### Work instructions
Identify each line of the items below that contains the word "throw" and copy all of those lines.

**** Listing ****

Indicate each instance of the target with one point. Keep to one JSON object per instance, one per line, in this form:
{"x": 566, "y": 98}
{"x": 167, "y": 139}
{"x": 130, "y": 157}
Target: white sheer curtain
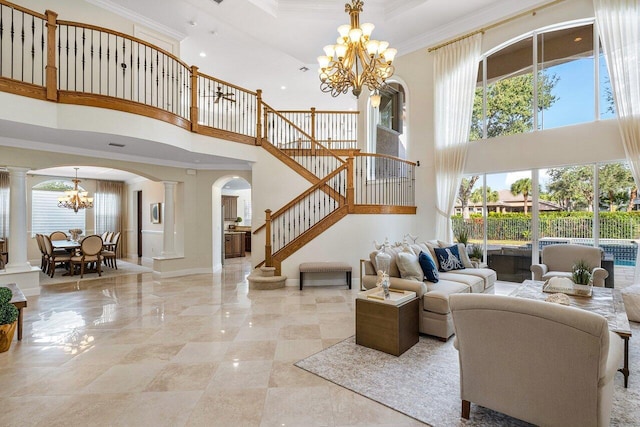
{"x": 4, "y": 204}
{"x": 619, "y": 25}
{"x": 456, "y": 73}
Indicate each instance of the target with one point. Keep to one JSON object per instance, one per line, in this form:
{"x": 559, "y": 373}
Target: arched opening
{"x": 231, "y": 214}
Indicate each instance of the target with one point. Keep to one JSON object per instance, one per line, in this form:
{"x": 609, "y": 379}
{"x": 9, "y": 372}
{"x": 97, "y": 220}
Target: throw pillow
{"x": 449, "y": 258}
{"x": 409, "y": 266}
{"x": 464, "y": 256}
{"x": 428, "y": 266}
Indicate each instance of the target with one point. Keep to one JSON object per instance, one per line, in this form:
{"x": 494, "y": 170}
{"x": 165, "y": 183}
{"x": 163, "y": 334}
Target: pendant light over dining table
{"x": 356, "y": 60}
{"x": 75, "y": 199}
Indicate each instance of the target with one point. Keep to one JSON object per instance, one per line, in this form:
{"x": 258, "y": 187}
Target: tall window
{"x": 46, "y": 216}
{"x": 541, "y": 80}
{"x": 108, "y": 206}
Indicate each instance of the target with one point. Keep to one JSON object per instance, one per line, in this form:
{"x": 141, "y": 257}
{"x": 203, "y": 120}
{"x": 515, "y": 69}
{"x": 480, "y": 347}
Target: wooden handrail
{"x": 125, "y": 36}
{"x": 24, "y": 9}
{"x": 231, "y": 85}
{"x": 313, "y": 141}
{"x": 308, "y": 191}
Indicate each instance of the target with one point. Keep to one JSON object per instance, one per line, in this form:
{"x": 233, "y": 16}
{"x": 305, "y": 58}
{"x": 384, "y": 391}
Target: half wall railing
{"x": 68, "y": 62}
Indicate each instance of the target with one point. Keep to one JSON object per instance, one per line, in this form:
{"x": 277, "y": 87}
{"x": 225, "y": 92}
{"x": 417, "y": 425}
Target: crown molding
{"x": 138, "y": 18}
{"x": 467, "y": 23}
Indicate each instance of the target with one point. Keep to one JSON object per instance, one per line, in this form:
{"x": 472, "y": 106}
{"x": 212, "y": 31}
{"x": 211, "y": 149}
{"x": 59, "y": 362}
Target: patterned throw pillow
{"x": 449, "y": 258}
{"x": 428, "y": 267}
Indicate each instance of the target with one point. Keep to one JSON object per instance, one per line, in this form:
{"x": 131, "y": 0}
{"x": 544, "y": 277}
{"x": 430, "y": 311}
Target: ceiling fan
{"x": 229, "y": 96}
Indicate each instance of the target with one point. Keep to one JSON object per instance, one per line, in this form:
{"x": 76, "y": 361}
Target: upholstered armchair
{"x": 541, "y": 362}
{"x": 558, "y": 260}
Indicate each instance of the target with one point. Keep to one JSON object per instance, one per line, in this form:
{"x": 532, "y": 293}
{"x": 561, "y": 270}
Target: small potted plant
{"x": 8, "y": 319}
{"x": 581, "y": 273}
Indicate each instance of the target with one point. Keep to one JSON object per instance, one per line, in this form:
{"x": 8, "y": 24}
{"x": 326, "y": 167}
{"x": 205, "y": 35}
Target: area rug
{"x": 124, "y": 268}
{"x": 423, "y": 383}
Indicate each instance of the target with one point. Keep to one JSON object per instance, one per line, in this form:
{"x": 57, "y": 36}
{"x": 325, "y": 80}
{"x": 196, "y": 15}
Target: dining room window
{"x": 46, "y": 216}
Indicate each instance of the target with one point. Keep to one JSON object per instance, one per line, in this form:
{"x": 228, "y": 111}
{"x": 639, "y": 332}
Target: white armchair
{"x": 558, "y": 260}
{"x": 543, "y": 363}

****

### Final result
Target: throw pillow
Target: patterned throw pillow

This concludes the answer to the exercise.